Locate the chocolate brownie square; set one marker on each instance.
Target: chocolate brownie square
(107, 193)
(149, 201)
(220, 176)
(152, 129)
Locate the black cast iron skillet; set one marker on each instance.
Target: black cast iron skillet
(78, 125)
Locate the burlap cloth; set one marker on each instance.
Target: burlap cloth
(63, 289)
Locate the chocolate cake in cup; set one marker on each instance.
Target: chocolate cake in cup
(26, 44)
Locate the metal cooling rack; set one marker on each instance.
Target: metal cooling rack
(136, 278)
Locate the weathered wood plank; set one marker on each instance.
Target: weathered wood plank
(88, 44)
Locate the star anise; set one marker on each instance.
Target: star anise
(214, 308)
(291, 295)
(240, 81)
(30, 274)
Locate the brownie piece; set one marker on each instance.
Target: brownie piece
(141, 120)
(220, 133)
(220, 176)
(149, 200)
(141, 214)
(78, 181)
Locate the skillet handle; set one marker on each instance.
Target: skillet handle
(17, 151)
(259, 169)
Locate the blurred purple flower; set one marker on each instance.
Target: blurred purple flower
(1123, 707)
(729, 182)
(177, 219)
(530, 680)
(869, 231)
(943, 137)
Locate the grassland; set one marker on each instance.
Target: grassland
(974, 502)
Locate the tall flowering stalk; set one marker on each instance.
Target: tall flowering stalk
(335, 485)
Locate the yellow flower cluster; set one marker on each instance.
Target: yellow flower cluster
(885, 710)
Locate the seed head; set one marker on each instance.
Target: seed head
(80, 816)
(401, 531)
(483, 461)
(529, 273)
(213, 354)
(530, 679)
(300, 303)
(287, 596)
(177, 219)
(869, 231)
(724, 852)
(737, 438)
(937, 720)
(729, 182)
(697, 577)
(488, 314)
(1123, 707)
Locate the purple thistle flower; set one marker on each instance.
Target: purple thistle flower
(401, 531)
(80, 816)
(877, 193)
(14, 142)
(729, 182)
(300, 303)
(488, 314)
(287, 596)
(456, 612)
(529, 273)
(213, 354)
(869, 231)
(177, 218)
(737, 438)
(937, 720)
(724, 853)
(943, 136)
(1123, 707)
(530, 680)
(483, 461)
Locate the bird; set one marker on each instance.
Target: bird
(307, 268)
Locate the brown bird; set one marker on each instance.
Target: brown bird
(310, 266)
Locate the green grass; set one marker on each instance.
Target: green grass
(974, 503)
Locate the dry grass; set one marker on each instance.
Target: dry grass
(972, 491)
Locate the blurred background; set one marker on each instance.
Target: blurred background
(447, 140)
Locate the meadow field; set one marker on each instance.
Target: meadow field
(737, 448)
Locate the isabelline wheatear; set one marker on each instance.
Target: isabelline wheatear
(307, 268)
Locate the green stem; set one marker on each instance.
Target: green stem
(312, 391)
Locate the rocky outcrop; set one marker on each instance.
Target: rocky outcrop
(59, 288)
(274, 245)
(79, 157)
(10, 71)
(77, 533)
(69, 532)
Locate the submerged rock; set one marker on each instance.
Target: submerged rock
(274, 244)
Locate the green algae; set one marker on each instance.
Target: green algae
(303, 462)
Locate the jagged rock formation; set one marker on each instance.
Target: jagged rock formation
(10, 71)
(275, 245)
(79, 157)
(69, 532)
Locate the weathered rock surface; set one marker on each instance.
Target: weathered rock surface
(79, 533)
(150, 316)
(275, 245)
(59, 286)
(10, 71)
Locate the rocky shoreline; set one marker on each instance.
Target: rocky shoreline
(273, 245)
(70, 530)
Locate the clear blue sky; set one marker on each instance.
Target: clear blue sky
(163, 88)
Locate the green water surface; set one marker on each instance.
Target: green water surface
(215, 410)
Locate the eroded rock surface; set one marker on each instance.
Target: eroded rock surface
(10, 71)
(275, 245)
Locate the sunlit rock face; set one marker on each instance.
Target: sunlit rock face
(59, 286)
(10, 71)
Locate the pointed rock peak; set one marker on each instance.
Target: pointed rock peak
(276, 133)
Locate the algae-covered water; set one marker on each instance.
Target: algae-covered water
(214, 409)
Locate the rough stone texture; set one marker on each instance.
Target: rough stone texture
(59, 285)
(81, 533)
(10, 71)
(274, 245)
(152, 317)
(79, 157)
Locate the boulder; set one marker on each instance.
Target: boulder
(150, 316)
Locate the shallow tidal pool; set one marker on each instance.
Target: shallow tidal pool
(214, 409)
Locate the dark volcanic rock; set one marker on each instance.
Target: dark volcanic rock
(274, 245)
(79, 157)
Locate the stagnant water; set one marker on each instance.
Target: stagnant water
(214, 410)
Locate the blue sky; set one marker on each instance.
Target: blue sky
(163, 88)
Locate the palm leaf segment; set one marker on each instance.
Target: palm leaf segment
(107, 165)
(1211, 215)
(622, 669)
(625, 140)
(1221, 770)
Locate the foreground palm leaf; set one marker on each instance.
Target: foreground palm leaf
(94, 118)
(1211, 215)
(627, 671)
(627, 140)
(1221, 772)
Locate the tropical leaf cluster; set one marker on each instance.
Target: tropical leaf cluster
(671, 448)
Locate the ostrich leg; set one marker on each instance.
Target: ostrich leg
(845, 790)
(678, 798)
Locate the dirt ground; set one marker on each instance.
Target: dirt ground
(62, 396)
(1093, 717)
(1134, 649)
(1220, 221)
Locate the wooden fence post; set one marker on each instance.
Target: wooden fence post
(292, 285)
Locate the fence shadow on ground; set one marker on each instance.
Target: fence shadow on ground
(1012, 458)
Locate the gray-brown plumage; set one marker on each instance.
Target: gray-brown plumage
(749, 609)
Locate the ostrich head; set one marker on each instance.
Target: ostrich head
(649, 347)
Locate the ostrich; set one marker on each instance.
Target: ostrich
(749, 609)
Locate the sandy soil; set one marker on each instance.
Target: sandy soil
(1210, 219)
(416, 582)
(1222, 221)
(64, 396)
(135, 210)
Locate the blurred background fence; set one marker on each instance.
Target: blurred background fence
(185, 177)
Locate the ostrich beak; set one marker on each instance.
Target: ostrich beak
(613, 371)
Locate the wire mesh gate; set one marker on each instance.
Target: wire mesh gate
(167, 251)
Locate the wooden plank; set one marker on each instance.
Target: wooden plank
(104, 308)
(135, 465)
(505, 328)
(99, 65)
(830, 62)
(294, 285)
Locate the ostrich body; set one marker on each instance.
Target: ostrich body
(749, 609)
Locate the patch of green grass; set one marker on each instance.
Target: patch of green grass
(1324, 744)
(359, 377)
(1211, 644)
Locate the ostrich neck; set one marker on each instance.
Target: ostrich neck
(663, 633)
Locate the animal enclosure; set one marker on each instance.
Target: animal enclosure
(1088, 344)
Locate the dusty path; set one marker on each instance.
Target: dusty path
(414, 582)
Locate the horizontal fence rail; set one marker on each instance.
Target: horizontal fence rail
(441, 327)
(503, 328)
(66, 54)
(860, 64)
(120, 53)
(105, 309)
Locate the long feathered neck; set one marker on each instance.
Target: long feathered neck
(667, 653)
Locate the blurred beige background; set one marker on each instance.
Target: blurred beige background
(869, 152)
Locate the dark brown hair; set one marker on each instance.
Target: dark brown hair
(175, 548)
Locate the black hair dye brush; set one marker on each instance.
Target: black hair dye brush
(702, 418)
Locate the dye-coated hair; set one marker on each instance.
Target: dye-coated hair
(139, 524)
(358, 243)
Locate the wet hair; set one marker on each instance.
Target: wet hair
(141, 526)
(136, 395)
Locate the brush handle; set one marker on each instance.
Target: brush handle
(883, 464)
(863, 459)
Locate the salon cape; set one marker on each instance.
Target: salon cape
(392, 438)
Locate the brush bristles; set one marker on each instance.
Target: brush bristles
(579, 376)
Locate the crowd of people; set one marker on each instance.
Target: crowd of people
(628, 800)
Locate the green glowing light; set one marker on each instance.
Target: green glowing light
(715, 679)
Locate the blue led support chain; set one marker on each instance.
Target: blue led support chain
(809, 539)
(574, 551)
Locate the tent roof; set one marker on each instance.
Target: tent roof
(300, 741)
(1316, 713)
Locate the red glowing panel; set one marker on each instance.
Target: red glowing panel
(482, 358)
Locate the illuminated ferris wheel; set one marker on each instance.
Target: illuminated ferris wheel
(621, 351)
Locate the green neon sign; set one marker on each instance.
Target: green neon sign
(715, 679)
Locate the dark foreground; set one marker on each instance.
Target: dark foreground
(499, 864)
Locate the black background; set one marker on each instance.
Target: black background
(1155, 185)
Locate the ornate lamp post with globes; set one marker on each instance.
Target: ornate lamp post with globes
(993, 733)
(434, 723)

> **STATED EXERCISE**
From the line that contains "Locate the wet" down to the last line of the listing above, repeat each line exactly, and include nothing else.

> **CORRECT RESULT**
Locate the wet hair; set one marker on each instance.
Target: wet hair
(141, 526)
(136, 395)
Locate the brush handle; set one marker on each instance.
Target: brush handle
(883, 464)
(863, 459)
Locate the salon cape; set one marker on each instance.
Target: salon cape
(392, 438)
Locate the brush bristles; set one marker on each instance.
Target: brush bristles
(579, 376)
Locate the crowd of people; set one marker on each instance.
Target: crowd of people
(628, 800)
Locate the green glowing light; set one marker on each instance.
Target: green glowing light
(715, 679)
Locate the blue led support chain; set one marker on each instance.
Target: blue led support chain
(809, 539)
(574, 551)
Locate the tent roof; set one marker on each instance.
Target: tent roof
(300, 741)
(1316, 713)
Locate the red glowing panel; set one marker on each instance.
Target: red glowing panel
(482, 358)
Locate the illuminated ferris wheel; set one marker on each instance.
Target: illuminated ferris wheel
(621, 351)
Locate the green neon sign; set one marker on each instance.
Target: green neon sign
(715, 679)
Locate the dark foreground; set one marker on each instance.
Target: dark foreground
(499, 864)
Locate the black background; set one marker on each instance.
Target: black background
(1155, 185)
Locate the ornate lamp post with globes; set one marker on each instance.
Target: ornate lamp post with globes
(993, 733)
(434, 723)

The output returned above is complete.